_Stated goal:_ List every line of the records that contains the word "teal", copying each line in full. Case counts.

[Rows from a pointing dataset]
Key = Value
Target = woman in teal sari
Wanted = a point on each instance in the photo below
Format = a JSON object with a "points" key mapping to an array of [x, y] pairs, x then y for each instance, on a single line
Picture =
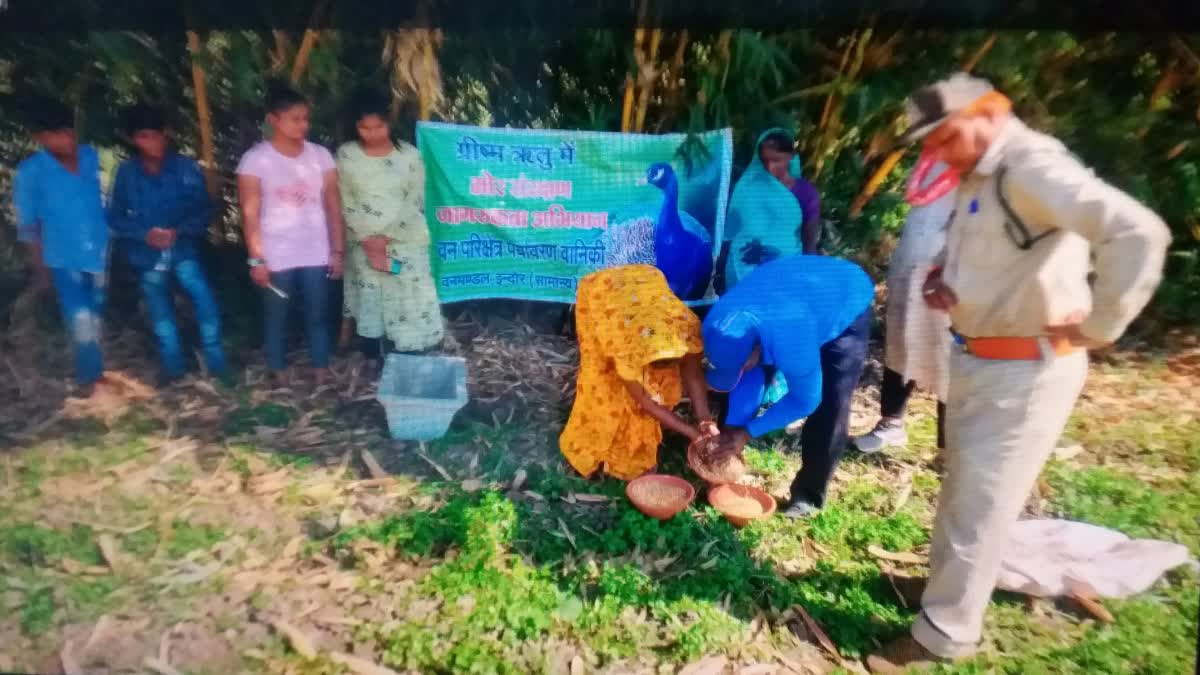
{"points": [[774, 211]]}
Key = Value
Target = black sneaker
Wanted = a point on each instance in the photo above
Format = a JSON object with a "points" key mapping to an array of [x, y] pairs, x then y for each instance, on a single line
{"points": [[799, 509]]}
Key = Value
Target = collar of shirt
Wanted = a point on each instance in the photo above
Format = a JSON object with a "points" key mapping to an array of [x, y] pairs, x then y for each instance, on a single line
{"points": [[995, 153]]}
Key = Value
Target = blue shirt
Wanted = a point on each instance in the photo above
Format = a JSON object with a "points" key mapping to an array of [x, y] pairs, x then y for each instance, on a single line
{"points": [[791, 308], [63, 210], [174, 198]]}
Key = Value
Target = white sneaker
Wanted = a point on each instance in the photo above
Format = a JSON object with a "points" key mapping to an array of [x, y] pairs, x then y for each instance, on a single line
{"points": [[885, 435]]}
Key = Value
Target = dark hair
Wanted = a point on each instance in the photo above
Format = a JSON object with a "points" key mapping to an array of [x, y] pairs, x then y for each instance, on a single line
{"points": [[144, 117], [281, 97], [369, 102], [49, 114], [779, 142]]}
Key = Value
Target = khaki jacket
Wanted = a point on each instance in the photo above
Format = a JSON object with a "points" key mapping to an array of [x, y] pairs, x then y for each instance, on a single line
{"points": [[1005, 291]]}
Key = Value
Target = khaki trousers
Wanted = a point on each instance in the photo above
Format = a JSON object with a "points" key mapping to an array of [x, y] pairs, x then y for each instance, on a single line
{"points": [[1003, 420]]}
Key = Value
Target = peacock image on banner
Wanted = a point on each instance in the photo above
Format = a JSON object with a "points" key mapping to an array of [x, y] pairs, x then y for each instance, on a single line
{"points": [[525, 214]]}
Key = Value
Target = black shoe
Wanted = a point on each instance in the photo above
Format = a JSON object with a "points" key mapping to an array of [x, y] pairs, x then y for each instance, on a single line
{"points": [[799, 509]]}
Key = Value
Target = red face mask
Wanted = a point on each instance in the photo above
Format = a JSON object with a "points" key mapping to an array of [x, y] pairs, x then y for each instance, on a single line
{"points": [[917, 196]]}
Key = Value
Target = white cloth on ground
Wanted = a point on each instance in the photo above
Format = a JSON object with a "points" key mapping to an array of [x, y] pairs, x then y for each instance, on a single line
{"points": [[1002, 420], [1063, 557]]}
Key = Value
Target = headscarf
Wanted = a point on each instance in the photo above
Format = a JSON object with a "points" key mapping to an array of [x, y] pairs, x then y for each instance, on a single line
{"points": [[762, 209]]}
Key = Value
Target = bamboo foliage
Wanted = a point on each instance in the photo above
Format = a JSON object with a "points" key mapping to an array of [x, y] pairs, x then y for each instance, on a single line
{"points": [[876, 179]]}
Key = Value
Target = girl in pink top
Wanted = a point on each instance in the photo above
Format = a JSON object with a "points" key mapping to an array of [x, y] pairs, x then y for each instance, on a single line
{"points": [[292, 216]]}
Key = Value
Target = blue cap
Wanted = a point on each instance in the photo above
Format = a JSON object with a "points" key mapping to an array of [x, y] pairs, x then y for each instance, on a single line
{"points": [[730, 338]]}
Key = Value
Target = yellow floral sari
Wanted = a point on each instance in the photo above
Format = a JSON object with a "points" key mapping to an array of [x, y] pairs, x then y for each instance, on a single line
{"points": [[628, 322]]}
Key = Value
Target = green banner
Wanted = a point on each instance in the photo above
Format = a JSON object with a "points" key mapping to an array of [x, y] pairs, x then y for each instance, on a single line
{"points": [[525, 214]]}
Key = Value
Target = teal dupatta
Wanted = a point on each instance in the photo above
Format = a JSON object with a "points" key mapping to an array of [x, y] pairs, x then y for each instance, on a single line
{"points": [[765, 211]]}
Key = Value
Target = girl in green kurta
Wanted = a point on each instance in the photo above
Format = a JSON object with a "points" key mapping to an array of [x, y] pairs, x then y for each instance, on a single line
{"points": [[389, 282]]}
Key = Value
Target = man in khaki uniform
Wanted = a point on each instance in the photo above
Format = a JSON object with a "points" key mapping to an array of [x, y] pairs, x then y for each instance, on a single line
{"points": [[1013, 278]]}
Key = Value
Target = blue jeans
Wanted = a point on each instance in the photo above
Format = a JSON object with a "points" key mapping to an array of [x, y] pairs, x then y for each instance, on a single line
{"points": [[156, 290], [82, 302], [826, 432], [309, 288]]}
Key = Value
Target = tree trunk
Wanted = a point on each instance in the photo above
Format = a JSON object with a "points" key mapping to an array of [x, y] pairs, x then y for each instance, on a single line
{"points": [[203, 117]]}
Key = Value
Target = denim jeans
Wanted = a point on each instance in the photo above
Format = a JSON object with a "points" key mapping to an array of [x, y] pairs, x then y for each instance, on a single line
{"points": [[161, 305], [309, 288], [826, 431], [82, 302]]}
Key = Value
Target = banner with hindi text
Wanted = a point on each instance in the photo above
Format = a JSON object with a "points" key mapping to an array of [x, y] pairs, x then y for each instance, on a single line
{"points": [[525, 214]]}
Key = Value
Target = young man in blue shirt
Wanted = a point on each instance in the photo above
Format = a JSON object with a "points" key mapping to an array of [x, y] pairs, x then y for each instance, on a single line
{"points": [[160, 213], [61, 217], [809, 318]]}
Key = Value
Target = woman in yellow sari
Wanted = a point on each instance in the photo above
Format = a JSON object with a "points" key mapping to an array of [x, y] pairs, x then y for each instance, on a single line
{"points": [[640, 347]]}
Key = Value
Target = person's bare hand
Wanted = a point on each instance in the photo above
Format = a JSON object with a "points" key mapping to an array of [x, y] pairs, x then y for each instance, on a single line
{"points": [[161, 238], [726, 444], [1069, 328], [261, 276], [376, 248], [937, 294]]}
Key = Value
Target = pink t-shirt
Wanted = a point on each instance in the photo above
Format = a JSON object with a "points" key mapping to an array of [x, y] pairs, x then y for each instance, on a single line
{"points": [[293, 215]]}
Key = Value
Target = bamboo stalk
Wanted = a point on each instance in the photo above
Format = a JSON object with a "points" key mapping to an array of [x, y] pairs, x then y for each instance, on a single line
{"points": [[841, 67], [648, 76], [630, 84], [203, 115], [971, 63], [280, 54], [874, 183], [310, 40], [893, 159], [675, 91], [426, 94]]}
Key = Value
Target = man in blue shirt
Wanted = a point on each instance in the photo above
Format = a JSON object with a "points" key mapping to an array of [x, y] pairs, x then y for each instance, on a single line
{"points": [[809, 318], [61, 217], [160, 213]]}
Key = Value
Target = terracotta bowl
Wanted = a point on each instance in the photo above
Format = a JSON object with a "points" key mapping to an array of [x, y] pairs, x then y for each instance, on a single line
{"points": [[741, 503], [659, 495], [729, 471]]}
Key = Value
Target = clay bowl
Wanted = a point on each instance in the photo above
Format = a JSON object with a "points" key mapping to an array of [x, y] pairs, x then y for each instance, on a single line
{"points": [[729, 471], [660, 496], [741, 503]]}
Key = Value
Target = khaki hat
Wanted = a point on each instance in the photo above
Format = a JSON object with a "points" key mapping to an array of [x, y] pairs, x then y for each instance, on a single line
{"points": [[930, 106]]}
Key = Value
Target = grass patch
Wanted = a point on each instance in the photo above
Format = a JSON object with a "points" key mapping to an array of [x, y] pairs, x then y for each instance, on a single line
{"points": [[186, 538], [246, 418], [37, 547], [1110, 499], [37, 610]]}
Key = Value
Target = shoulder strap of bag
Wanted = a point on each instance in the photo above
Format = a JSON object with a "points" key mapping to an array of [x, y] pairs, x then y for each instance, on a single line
{"points": [[1018, 232]]}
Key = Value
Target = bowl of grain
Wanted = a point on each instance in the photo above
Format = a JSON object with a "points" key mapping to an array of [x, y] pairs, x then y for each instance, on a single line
{"points": [[741, 503], [660, 496], [714, 473]]}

_Response below:_
Target = woman in teal sari
Target = teal dupatta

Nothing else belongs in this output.